#### LATIHAN TERTULIS 1:
Tulis kembali baris-baris dataset mulai dari baris yang memuat "Would you mind pointing at the pedestrian" sampai baris yang memuat "column 424, row 293", dengan menukar "pedestrian" menjadi "cyclist" tanpa mengubah bagian lain.

#### DOKUMEN SUMBER:
■ ■ ■
ADIKARYA PARLEMEN
BANDUNG, elJabar.com – Investasi merupakan salah satu elemen penting dalam pertumbuhan ekonomi. Banyak negara yang kemudian memberikan kemudahan berinvestasi guna menyokong pembangunan. Berbagai macam insentif pun ditawarkan. Namun satu hal utama yang paling menarik investasi masuk adalah kemudahan berusaha dan sektor perizinan yang tidak berbelit-belit.
Ribetnya birokrasi dalam pengurusan izin bukan masalah baru yang dihadapi oleh masyarakat. Mulai dari pengurusan izin bangunan tempat tinggal sampai dengan ijin usaha.
Prinsip izin merupakan pengecualian terhadap sesuatu yang dilarang. Sehingga pemerintah perlu tegas dalam mengeluarkan izin yang dimohon oleh masyarakat. Apabila tidak boleh, katakan tidak boleh, dan seandainya bisa katakana bisa, lalu jangan dipersulit dalam pengurusannya.
Bagi dunia usaha, birokrasi yang terlalu panjang, waktu yang tidak sedikit, biaya dan ditambah lagi banyaknya pungutan tidak resmi, membuat investor pikir-pikir untuk menanamkan modal di Indonesia. Masalah-masalah ini membuat iklim investasi menjadi tidak sehat dan terus berulang dari tahun ketahun.
Tentunya hal tersebut disadari oleh pemerintah, sehingga perbaikan demi perbaikan perizinan pun dilakukan. Pengurusan perijinan yang seharusnya bisa diselesaikan dalam waktu 14 hari atau satu bulan misalnya, itu harus selesai sebagaimana waktu yang dijanjikan atau yang diatur dalam perda.
Kaitan dengan ijin yang dikeluarkan sesuai kewenangan pemerintah Provinsi Jawa Barat, Anggota Komisi 1 DPRD Jabar, Agam Gumay, akan berkoordinasi dengan OPD terkait, supaya pengelolaan penerbitan ijin kedepan bisa lancer demi terciptanya lapangan usaha baru di Jawa Barat.
“Layanan ijin yang dikeluarkan tidak rumit, sehingga memberi kemudahan bagi masyarakat. Baik perijinan yang sifatnya untuk bisnis maupun non-bisnis,” ujar Agam, kepada elJabar.com.
Biasanya sejumlah hal yang dikeluhkan oleh para investor, adalah inkonsistensi peraturan dan pajak. Sementara tiga persoalan lainnya menurut Agam, adalah kualitas tenaga kerja, ketersediaan lahan dan hambatan izin pembangunan, serta kualitas infastruktur.
Terlepas dari persoalan tersebut, sebenarnya pemerintah pernah mengeluarkan peraturan untuk mempermudah investasi masuk ke Indonesia, yakni Peraturan Presiden (Perpres) Nomor 91 Tahun 2017 tentang Percepatan Pelaksanaan Berusaha.
Aturan main di dalam Perpres ini bertujuan untuk memperlancar perizinan untuk pengusaha, termasuk bagi Usaha Mikro, Kecil dan Menengah (UMKM) setelah mendapat persetujuan penanaman modal, serta percepatan pengurusan perizinan di daerah.
■ ■ ■
Cuplikan Dataset
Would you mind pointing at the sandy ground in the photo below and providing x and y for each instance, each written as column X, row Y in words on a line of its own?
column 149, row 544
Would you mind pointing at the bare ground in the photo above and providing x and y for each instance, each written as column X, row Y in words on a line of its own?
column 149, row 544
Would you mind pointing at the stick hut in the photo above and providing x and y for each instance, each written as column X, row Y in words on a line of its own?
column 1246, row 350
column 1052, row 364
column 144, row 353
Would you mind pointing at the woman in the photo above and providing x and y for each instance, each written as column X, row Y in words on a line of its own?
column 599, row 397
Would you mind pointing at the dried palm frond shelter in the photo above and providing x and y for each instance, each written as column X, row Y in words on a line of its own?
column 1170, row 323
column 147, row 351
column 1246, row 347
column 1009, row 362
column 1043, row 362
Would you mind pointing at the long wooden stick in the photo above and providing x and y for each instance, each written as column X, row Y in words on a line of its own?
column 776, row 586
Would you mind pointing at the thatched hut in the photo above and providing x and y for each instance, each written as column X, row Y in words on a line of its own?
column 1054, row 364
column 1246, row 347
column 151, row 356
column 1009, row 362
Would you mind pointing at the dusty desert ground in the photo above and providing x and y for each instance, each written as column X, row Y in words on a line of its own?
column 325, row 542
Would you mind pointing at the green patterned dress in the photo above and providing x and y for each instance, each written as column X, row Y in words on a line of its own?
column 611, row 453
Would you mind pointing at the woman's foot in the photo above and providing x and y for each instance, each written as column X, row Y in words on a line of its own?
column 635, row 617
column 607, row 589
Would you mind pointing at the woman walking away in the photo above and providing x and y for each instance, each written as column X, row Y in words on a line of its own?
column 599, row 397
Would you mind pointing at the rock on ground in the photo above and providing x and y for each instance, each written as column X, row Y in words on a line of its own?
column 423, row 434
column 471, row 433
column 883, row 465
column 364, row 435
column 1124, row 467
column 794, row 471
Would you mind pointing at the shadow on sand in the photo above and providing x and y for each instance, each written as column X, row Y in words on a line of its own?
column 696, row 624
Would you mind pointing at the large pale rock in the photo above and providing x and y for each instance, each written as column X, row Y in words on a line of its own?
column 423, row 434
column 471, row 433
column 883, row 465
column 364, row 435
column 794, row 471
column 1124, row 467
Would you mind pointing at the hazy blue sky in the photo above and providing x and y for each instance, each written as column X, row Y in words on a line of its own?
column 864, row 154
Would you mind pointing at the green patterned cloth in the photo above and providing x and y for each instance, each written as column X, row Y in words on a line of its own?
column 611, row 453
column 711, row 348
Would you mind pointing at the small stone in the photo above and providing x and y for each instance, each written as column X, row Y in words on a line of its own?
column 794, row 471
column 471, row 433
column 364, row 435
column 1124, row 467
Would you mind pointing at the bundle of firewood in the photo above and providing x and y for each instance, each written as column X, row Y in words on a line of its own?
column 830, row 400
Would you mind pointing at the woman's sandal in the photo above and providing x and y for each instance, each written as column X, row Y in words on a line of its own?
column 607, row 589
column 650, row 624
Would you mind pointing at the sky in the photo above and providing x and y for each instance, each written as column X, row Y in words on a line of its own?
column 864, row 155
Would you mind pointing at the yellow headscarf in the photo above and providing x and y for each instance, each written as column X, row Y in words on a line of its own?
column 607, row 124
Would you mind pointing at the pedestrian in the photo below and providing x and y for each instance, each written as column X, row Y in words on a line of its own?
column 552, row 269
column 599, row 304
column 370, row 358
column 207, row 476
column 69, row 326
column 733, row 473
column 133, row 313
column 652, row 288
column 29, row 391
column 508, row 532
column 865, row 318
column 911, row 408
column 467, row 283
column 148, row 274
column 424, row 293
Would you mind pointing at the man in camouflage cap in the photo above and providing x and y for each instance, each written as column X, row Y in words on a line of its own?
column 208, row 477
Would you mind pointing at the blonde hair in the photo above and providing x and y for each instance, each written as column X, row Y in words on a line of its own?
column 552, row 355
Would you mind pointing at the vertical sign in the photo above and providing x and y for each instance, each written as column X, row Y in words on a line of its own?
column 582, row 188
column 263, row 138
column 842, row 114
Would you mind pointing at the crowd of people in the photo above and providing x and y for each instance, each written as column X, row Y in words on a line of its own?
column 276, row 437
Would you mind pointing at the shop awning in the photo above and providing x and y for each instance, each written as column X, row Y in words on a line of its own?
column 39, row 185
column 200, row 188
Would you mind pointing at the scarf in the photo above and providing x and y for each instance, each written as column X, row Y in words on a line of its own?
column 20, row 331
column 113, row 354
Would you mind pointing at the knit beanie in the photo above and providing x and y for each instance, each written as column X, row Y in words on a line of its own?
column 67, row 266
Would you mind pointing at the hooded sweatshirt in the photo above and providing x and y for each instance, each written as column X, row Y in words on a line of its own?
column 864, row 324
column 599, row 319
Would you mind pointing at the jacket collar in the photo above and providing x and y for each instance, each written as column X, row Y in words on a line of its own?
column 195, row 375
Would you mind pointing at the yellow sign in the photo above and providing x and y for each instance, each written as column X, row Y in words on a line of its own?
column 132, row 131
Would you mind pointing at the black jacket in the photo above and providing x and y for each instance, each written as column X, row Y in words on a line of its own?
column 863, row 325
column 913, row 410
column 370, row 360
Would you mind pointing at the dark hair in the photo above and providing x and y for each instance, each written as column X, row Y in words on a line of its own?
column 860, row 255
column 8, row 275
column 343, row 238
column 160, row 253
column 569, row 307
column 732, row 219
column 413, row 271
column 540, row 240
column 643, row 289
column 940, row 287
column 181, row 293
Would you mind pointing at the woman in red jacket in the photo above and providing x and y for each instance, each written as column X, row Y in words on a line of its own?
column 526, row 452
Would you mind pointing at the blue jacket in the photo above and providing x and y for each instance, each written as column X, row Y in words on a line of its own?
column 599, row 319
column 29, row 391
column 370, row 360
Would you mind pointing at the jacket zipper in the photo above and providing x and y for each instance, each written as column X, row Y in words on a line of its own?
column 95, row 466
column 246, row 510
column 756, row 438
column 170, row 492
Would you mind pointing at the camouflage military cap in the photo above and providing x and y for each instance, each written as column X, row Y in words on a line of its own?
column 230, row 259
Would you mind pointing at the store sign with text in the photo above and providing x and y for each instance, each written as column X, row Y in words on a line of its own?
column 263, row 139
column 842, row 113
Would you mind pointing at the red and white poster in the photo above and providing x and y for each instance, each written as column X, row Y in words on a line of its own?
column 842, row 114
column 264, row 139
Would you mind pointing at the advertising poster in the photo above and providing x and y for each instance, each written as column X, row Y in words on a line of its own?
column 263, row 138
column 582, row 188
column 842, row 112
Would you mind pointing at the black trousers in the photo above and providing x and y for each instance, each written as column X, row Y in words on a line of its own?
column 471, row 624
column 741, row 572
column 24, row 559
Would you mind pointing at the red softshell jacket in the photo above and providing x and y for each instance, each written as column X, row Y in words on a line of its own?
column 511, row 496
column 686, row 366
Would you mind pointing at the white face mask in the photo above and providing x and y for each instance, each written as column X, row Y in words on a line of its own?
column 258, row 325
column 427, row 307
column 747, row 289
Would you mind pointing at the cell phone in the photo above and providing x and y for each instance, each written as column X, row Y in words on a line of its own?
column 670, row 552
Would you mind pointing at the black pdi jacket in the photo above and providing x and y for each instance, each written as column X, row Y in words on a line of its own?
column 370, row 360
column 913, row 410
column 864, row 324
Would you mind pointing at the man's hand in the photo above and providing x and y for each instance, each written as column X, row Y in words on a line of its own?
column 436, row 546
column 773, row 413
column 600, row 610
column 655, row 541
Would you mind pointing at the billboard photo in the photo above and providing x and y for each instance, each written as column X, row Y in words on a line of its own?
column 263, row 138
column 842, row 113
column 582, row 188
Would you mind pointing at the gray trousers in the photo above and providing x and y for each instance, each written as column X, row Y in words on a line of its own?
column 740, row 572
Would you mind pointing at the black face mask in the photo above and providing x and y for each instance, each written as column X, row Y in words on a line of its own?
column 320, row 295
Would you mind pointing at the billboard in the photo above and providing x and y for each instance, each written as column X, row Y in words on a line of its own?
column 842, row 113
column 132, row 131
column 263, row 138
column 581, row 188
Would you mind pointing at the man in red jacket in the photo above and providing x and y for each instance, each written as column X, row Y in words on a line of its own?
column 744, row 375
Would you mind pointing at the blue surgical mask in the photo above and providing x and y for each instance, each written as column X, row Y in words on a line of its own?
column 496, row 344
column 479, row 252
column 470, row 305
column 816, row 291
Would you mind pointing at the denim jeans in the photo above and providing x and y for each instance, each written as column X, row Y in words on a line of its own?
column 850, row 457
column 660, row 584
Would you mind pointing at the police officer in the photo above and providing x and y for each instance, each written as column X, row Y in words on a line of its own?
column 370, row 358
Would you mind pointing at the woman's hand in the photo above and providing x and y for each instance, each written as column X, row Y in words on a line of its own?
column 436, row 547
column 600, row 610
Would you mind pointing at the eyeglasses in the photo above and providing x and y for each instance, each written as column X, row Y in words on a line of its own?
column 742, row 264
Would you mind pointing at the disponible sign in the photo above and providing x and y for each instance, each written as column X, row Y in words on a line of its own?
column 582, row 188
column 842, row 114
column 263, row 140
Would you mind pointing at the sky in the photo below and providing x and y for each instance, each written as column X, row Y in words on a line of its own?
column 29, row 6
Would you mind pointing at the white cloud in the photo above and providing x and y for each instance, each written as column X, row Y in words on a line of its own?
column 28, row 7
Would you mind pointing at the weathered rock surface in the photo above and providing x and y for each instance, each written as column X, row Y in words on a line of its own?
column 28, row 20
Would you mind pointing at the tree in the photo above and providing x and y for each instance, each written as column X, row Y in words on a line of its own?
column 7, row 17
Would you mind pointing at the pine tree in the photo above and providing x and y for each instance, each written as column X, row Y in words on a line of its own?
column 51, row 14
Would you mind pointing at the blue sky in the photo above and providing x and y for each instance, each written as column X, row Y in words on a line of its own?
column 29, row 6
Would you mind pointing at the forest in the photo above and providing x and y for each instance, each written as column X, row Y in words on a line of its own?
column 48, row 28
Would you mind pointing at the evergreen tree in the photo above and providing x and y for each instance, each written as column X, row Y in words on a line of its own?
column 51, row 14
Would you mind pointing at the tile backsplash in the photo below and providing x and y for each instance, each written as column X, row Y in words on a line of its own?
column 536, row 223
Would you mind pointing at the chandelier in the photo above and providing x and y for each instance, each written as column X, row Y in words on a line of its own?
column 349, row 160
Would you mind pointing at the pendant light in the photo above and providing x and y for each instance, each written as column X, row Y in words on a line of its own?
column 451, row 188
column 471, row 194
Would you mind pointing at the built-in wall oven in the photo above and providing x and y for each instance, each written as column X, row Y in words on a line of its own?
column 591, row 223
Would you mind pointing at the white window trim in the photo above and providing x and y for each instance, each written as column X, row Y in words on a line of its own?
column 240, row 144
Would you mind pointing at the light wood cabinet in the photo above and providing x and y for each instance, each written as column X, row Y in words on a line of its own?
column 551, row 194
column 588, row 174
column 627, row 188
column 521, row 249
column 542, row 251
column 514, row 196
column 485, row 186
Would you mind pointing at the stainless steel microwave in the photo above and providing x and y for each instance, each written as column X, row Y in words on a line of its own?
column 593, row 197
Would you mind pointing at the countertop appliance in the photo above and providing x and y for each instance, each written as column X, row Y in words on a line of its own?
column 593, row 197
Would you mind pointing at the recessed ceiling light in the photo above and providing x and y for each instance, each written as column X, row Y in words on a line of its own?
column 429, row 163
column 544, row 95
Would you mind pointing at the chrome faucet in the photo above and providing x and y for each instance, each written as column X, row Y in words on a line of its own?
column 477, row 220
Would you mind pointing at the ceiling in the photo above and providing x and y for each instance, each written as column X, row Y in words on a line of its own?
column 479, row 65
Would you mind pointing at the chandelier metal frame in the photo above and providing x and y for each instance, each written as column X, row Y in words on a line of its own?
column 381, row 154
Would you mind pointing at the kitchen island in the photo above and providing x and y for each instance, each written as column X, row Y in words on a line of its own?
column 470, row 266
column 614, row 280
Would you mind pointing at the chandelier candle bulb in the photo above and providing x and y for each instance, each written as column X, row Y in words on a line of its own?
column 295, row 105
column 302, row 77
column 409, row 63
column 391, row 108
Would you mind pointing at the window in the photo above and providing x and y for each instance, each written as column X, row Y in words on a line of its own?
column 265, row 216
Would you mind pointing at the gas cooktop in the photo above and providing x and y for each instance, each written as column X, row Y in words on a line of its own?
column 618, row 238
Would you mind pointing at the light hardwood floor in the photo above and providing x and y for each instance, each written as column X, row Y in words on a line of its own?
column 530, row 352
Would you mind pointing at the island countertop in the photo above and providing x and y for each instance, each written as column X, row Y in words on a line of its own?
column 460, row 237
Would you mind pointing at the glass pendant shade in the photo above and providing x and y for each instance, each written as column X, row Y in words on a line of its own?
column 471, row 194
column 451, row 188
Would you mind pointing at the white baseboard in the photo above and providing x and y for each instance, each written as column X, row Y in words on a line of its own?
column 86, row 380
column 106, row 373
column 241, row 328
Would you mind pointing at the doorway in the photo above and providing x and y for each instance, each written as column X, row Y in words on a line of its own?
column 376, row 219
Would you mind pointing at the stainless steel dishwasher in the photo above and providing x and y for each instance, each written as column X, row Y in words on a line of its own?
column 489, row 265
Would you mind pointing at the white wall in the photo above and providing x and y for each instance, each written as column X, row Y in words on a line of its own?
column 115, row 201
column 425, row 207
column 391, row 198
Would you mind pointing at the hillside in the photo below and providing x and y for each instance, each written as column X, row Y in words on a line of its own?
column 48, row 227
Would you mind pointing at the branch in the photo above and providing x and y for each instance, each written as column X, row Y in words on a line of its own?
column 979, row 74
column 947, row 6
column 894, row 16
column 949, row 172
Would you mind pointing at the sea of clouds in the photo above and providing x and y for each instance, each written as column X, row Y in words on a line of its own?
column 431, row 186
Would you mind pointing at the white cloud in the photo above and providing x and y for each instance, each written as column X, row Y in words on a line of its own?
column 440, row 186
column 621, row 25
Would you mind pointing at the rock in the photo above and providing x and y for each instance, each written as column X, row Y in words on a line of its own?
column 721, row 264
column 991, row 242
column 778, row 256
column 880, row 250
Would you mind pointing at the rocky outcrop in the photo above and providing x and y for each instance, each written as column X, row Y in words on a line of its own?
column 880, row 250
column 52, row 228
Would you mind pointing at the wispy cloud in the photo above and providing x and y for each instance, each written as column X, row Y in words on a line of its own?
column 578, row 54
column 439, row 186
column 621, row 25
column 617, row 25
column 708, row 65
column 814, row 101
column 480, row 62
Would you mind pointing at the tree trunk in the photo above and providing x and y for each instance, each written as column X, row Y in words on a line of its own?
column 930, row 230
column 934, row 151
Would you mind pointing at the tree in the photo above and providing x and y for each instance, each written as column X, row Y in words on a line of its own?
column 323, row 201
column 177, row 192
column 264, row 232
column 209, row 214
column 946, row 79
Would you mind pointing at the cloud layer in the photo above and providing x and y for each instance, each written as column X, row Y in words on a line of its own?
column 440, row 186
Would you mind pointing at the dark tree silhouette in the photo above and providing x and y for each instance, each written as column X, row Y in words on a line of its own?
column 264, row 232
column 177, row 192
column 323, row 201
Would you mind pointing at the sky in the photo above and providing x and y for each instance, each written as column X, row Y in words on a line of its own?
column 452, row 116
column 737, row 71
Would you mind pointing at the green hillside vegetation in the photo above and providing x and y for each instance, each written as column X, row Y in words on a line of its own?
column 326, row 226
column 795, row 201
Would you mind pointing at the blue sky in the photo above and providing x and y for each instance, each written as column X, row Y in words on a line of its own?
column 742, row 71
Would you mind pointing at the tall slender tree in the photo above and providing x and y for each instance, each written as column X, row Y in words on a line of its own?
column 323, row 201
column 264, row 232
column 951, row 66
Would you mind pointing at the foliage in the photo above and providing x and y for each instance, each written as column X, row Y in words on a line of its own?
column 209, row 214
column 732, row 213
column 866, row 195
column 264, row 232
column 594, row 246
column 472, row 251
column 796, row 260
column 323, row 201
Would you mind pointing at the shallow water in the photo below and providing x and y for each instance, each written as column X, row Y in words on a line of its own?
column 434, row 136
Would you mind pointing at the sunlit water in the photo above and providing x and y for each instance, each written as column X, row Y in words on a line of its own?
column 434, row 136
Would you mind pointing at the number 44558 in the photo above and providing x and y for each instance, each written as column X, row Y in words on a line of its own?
■ ■ ■
#### LATIHAN TERTULIS 2:
Sebutkan semua hal yang menurut artikel tentang perizinan dan investasi membuat investor pikir-pikir untuk menanamkan modal di Indonesia.

#### JAWABAN BENAR 1:
Would you mind pointing at the cyclist in the photo below and providing x and y for each instance, each written as column X, row Y in words on a line of its own?
column 552, row 269
column 599, row 304
column 370, row 358
column 207, row 476
column 69, row 326
column 733, row 473
column 133, row 313
column 652, row 288
column 29, row 391
column 508, row 532
column 865, row 318
column 911, row 408
column 467, row 283
column 148, row 274
column 424, row 293

#### JAWABAN BENAR 2:
- birokrasi yang terlalu panjang
- waktu yang tidak sedikit
- biaya
- banyaknya pungutan tidak resmi